PROBLEM TO WORK ON
Pictures excluded, return the lines below from the first through the line holding "negative clicks: (180, 189) (132, 323)".

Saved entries
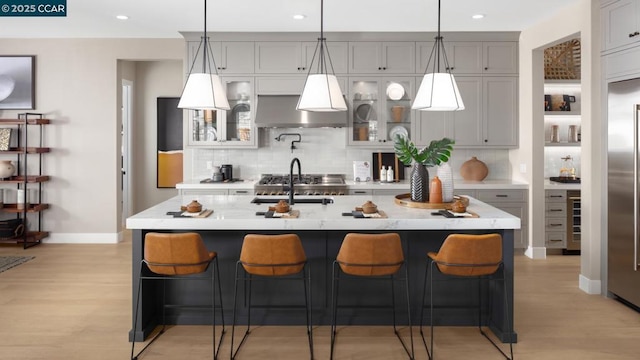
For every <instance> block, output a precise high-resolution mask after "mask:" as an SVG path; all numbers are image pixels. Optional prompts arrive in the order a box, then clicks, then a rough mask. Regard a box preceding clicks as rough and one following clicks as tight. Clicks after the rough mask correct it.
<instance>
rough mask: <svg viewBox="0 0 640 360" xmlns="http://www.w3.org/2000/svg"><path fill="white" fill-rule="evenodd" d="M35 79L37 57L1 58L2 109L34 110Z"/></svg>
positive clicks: (0, 90)
mask: <svg viewBox="0 0 640 360" xmlns="http://www.w3.org/2000/svg"><path fill="white" fill-rule="evenodd" d="M34 79H35V56H24V55H7V56H0V109H4V110H9V109H12V110H17V109H20V110H28V109H34V108H35V100H34V99H35V85H34ZM16 89H20V90H16Z"/></svg>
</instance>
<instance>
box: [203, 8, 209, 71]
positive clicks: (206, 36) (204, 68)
mask: <svg viewBox="0 0 640 360" xmlns="http://www.w3.org/2000/svg"><path fill="white" fill-rule="evenodd" d="M203 2H204V33H203V34H202V41H204V53H203V56H202V72H204V73H206V72H207V51H208V49H207V43H208V42H209V41H207V0H203Z"/></svg>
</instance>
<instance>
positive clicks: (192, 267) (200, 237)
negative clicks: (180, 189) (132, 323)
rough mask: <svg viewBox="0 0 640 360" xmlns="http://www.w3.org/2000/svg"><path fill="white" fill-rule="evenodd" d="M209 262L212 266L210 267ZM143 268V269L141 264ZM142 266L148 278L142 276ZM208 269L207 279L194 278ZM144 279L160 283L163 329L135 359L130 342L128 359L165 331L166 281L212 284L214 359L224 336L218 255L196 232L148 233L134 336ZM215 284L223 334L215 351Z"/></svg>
mask: <svg viewBox="0 0 640 360" xmlns="http://www.w3.org/2000/svg"><path fill="white" fill-rule="evenodd" d="M211 263H213V264H214V266H211ZM143 264H144V265H146V266H144V265H143ZM145 267H146V268H147V270H148V271H147V273H149V272H150V273H151V274H149V275H144V273H145ZM207 269H210V270H211V271H210V272H209V275H210V276H206V277H205V276H194V275H196V274H203V273H206V272H207ZM143 280H162V329H161V330H160V332H158V334H156V336H154V337H153V339H151V341H150V342H149V343H148V344H147V345H146V346H145V347H144V348H142V350H140V352H138V353H137V354H136V355H135V356H134V355H133V354H134V347H135V343H136V342H135V340H134V341H132V343H131V359H137V358H138V356H140V354H142V352H143V351H145V350H146V349H147V348H148V347H149V345H151V344H152V343H153V342H154V341H156V339H158V337H160V335H162V334H163V333H164V332H165V329H166V321H165V308H166V305H167V304H166V303H165V291H164V281H165V280H201V281H202V280H207V281H211V306H210V307H211V312H212V320H211V321H212V327H213V358H214V359H217V357H218V351H219V350H220V344H221V343H222V338H223V337H224V333H225V331H226V330H225V325H224V313H223V309H222V289H221V287H220V272H219V269H218V256H217V253H215V252H210V251H208V250H207V248H206V247H205V245H204V242H203V241H202V238H201V237H200V234H198V233H179V234H171V233H147V234H146V235H145V238H144V258H143V259H142V261H141V263H140V280H139V281H138V295H137V297H136V311H135V315H134V317H133V334H134V336H135V333H136V324H137V322H138V321H137V319H138V307H139V305H140V294H141V292H142V281H143ZM216 281H217V282H218V300H219V301H220V312H221V318H222V334H221V335H220V340H219V342H218V346H217V348H218V351H216V301H215V297H216V286H215V285H216V284H215V283H216Z"/></svg>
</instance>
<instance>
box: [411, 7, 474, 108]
mask: <svg viewBox="0 0 640 360" xmlns="http://www.w3.org/2000/svg"><path fill="white" fill-rule="evenodd" d="M441 59H442V61H443V63H444V64H443V65H444V68H445V71H446V72H440V60H441ZM432 61H433V62H432ZM429 68H431V72H429ZM411 108H412V109H416V110H423V111H458V110H464V103H463V102H462V97H461V96H460V91H459V90H458V84H457V83H456V80H455V78H454V76H453V74H451V70H450V67H449V61H448V60H447V54H446V53H445V51H444V43H443V41H442V35H440V0H438V36H436V42H435V44H434V45H433V49H432V50H431V54H430V55H429V60H428V61H427V68H426V69H425V75H424V77H423V79H422V83H420V88H419V89H418V93H417V94H416V98H415V100H414V102H413V105H412V106H411Z"/></svg>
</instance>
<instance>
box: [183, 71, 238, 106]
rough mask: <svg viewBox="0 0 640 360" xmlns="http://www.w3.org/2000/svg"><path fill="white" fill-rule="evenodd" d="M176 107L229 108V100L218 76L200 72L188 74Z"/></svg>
mask: <svg viewBox="0 0 640 360" xmlns="http://www.w3.org/2000/svg"><path fill="white" fill-rule="evenodd" d="M178 107H179V108H181V109H193V110H229V109H230V107H229V101H228V100H227V94H226V92H225V91H224V86H222V81H221V80H220V76H218V75H217V74H202V73H192V74H189V78H188V79H187V84H186V85H185V86H184V91H183V92H182V97H180V101H179V102H178Z"/></svg>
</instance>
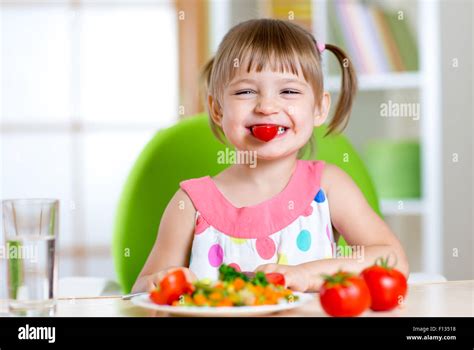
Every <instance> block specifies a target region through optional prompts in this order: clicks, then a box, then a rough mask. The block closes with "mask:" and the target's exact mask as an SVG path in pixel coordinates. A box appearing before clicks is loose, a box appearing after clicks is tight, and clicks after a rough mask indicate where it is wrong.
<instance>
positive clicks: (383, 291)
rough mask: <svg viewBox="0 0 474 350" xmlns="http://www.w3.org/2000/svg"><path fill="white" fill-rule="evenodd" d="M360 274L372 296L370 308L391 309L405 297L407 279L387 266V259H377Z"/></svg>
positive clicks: (370, 294)
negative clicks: (371, 264) (370, 305)
mask: <svg viewBox="0 0 474 350" xmlns="http://www.w3.org/2000/svg"><path fill="white" fill-rule="evenodd" d="M378 263H379V264H380V265H379V264H378ZM361 275H362V277H363V278H364V280H365V282H366V283H367V286H368V287H369V290H370V295H371V296H372V304H371V306H370V308H371V309H372V310H374V311H387V310H392V309H393V308H395V307H396V306H397V305H399V304H400V303H401V302H402V301H403V299H404V298H405V295H406V293H407V288H408V287H407V280H406V278H405V276H404V275H403V274H402V273H401V272H400V271H398V270H396V269H394V268H393V267H389V266H388V259H382V258H381V259H378V260H377V261H376V262H375V265H373V266H371V267H368V268H366V269H365V270H364V271H362V273H361Z"/></svg>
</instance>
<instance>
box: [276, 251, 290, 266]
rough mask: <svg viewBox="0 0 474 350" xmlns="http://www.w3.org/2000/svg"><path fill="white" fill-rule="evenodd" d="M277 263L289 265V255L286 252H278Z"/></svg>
mask: <svg viewBox="0 0 474 350" xmlns="http://www.w3.org/2000/svg"><path fill="white" fill-rule="evenodd" d="M277 264H280V265H288V257H287V256H286V254H284V253H280V254H278V261H277Z"/></svg>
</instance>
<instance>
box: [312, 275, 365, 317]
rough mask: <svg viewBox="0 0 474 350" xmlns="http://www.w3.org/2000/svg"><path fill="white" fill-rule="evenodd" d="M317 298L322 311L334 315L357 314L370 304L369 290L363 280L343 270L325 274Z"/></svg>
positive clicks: (359, 312) (350, 316)
mask: <svg viewBox="0 0 474 350" xmlns="http://www.w3.org/2000/svg"><path fill="white" fill-rule="evenodd" d="M319 298H320V301H321V306H322V307H323V309H324V311H326V313H328V314H329V315H331V316H335V317H351V316H357V315H360V314H361V313H362V312H364V311H365V310H366V309H367V308H368V307H369V306H370V292H369V288H368V287H367V285H366V284H365V281H364V280H363V279H362V278H361V277H359V276H356V275H354V274H351V273H348V272H344V271H340V272H337V273H335V274H334V275H332V276H325V282H324V284H323V286H322V287H321V290H320V292H319Z"/></svg>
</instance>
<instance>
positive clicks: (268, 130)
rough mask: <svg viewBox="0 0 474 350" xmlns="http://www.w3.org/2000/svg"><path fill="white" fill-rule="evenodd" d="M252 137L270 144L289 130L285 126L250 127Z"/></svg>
mask: <svg viewBox="0 0 474 350" xmlns="http://www.w3.org/2000/svg"><path fill="white" fill-rule="evenodd" d="M247 129H249V130H250V133H251V134H252V136H254V137H255V138H257V139H258V140H260V141H264V142H268V141H271V140H273V139H274V138H275V137H279V136H281V135H283V134H284V133H285V132H286V131H287V130H288V129H289V128H287V127H285V126H283V125H274V124H259V125H253V126H250V127H248V128H247Z"/></svg>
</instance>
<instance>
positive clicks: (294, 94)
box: [282, 89, 300, 95]
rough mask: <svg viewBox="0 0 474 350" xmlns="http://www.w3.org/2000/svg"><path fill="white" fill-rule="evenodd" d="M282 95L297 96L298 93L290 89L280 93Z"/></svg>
mask: <svg viewBox="0 0 474 350" xmlns="http://www.w3.org/2000/svg"><path fill="white" fill-rule="evenodd" d="M282 93H283V94H288V95H296V94H299V93H300V92H299V91H296V90H291V89H286V90H283V91H282Z"/></svg>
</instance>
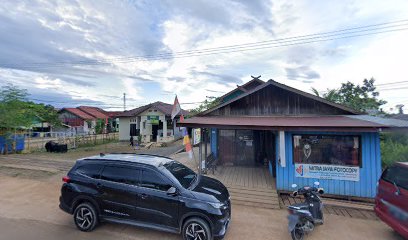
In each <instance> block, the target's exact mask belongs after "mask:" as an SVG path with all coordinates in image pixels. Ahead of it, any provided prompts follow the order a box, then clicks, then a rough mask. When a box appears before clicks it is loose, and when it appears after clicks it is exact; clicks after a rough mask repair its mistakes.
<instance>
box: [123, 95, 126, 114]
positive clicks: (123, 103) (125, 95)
mask: <svg viewBox="0 0 408 240" xmlns="http://www.w3.org/2000/svg"><path fill="white" fill-rule="evenodd" d="M123 111H126V93H123Z"/></svg>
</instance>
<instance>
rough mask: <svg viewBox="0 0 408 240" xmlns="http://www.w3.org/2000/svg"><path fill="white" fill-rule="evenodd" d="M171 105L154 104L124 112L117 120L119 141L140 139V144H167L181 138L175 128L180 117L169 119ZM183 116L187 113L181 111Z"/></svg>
mask: <svg viewBox="0 0 408 240" xmlns="http://www.w3.org/2000/svg"><path fill="white" fill-rule="evenodd" d="M172 109H173V105H172V104H167V103H163V102H154V103H151V104H148V105H145V106H142V107H138V108H135V109H132V110H129V111H125V112H123V113H121V114H119V115H117V117H118V118H119V140H122V141H129V139H130V136H133V137H134V138H135V140H136V139H137V136H139V135H140V136H141V137H142V142H144V143H147V142H169V141H172V140H174V139H177V138H178V137H180V136H181V132H180V128H179V127H176V121H178V119H179V117H180V115H177V116H176V118H175V119H174V121H172V119H171V111H172ZM182 113H183V114H184V115H186V114H188V112H187V111H184V110H182Z"/></svg>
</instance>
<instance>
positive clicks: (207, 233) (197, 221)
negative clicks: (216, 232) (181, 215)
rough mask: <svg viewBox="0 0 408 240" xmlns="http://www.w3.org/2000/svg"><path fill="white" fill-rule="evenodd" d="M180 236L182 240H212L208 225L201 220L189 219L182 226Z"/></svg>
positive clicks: (209, 226) (197, 219) (209, 227)
mask: <svg viewBox="0 0 408 240" xmlns="http://www.w3.org/2000/svg"><path fill="white" fill-rule="evenodd" d="M181 233H182V235H183V239H184V240H193V239H198V238H197V236H200V238H201V239H202V240H212V239H213V238H212V234H211V230H210V226H208V223H207V222H206V221H204V220H203V219H201V218H195V217H194V218H190V219H188V220H187V221H186V222H185V223H184V224H183V229H182V232H181Z"/></svg>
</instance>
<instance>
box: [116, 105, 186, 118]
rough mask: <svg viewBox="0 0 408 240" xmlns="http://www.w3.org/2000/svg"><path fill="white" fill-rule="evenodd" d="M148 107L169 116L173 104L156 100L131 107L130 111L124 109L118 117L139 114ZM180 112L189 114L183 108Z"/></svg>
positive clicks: (130, 116)
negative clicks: (183, 109)
mask: <svg viewBox="0 0 408 240" xmlns="http://www.w3.org/2000/svg"><path fill="white" fill-rule="evenodd" d="M149 108H153V109H157V110H158V111H160V112H162V113H163V114H165V115H166V116H171V111H172V110H173V104H168V103H164V102H160V101H158V102H154V103H150V104H148V105H145V106H141V107H138V108H135V109H132V110H130V111H125V112H123V113H121V114H119V115H118V117H133V116H137V115H139V114H140V113H142V112H144V111H146V110H147V109H149ZM182 113H183V115H187V114H189V112H188V111H186V110H183V109H182Z"/></svg>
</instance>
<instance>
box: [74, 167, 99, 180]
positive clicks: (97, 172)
mask: <svg viewBox="0 0 408 240" xmlns="http://www.w3.org/2000/svg"><path fill="white" fill-rule="evenodd" d="M101 169H102V166H101V165H99V164H92V163H91V164H85V165H82V166H79V167H78V168H77V169H76V170H75V171H76V172H77V173H79V174H82V175H85V176H88V177H90V178H96V179H97V178H99V173H100V172H101Z"/></svg>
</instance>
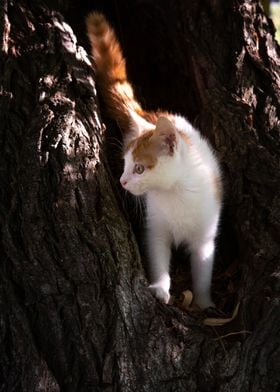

SOLUTION FOR THIS TASK
For every <instance> block, output a precise high-resolution mask after "mask:" as an SVG path; all numbers are image pixels. Optional prompts arrive in the order a box, then clicks, then a rough mask. Regard a box preceding clicks as rough and one following clicks as tight. Clicks after the rough mask correct it.
<instance>
rough mask: <svg viewBox="0 0 640 360" xmlns="http://www.w3.org/2000/svg"><path fill="white" fill-rule="evenodd" d="M35 79L37 57L1 58L2 109L34 110Z"/></svg>
positive clicks: (0, 90)
mask: <svg viewBox="0 0 640 360" xmlns="http://www.w3.org/2000/svg"><path fill="white" fill-rule="evenodd" d="M34 79H35V56H24V55H7V56H0V109H4V110H9V109H12V110H17V109H20V110H28V109H34V108H35V100H34V99H35V85H34ZM16 89H20V90H16Z"/></svg>
</instance>
<instance>
box: [203, 8, 209, 71]
positive clicks: (206, 36) (204, 68)
mask: <svg viewBox="0 0 640 360" xmlns="http://www.w3.org/2000/svg"><path fill="white" fill-rule="evenodd" d="M203 2H204V33H203V34H202V41H204V53H203V56H202V72H204V73H206V72H207V51H208V49H207V43H208V42H209V41H207V0H203Z"/></svg>
</instance>
<instance>
positive clicks: (192, 267) (200, 237)
negative clicks: (180, 189) (132, 323)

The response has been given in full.